─── SUPPLIED ENTRIES ───
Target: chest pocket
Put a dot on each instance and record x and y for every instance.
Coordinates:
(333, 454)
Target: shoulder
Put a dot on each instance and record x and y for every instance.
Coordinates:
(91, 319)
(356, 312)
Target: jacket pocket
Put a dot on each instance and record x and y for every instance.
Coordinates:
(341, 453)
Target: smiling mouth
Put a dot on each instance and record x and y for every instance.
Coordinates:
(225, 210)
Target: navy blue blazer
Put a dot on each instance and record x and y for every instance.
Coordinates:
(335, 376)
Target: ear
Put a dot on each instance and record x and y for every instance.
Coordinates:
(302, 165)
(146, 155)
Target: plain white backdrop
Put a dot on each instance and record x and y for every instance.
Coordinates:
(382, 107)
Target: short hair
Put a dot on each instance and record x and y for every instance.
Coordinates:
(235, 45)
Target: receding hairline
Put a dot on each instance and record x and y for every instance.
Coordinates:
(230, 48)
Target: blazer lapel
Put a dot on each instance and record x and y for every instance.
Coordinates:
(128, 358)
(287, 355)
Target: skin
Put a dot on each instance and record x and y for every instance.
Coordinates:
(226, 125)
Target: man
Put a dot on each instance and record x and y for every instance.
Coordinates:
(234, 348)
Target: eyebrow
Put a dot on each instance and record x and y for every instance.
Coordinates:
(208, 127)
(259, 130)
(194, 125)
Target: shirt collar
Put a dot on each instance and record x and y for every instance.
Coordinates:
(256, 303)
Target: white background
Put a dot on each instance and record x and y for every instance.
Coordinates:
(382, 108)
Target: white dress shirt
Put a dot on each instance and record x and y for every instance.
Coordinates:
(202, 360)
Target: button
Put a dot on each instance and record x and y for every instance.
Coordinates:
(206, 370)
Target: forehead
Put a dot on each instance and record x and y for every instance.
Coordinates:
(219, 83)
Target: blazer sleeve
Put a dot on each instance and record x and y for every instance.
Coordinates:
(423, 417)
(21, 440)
───
─── SUPPLIED ENTRIES ───
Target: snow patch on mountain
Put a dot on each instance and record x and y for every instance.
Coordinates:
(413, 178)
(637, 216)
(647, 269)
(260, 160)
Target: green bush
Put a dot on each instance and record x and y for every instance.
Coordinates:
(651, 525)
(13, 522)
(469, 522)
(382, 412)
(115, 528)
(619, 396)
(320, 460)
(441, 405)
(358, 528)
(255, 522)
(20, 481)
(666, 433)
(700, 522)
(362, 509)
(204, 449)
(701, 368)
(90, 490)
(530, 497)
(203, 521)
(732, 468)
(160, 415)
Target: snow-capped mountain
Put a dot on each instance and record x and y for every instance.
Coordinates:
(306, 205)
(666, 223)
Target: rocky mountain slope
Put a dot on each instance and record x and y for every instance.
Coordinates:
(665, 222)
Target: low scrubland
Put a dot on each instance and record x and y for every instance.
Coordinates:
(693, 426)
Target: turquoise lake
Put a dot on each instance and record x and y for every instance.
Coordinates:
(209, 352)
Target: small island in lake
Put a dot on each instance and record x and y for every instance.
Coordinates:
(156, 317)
───
─── SUPPLIED ENTRIES ───
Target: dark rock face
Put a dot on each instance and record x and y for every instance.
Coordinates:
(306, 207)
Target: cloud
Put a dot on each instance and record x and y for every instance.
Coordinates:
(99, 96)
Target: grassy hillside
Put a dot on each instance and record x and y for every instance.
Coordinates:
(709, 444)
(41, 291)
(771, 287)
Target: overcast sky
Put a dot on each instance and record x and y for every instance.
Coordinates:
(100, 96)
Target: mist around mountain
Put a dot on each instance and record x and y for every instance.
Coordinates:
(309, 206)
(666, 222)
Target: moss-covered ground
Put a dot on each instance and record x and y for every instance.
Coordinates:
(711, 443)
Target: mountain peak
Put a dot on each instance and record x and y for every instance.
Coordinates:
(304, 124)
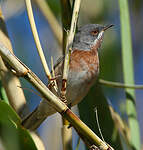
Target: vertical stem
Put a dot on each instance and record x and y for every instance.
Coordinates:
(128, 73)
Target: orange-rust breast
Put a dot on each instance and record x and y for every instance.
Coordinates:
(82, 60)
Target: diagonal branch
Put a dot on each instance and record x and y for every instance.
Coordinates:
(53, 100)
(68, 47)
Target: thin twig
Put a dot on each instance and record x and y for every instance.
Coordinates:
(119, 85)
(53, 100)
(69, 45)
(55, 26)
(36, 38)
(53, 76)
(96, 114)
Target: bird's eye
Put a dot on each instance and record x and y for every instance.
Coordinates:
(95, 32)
───
PROBLEM: Select every line in the records above that contains the word "mountain".

REPLY TO THE EXERCISE:
Target: snow patch on mountain
Target: snow-capped mountain
Target: rocky mountain slope
Target: mist around mountain
Target: mountain peak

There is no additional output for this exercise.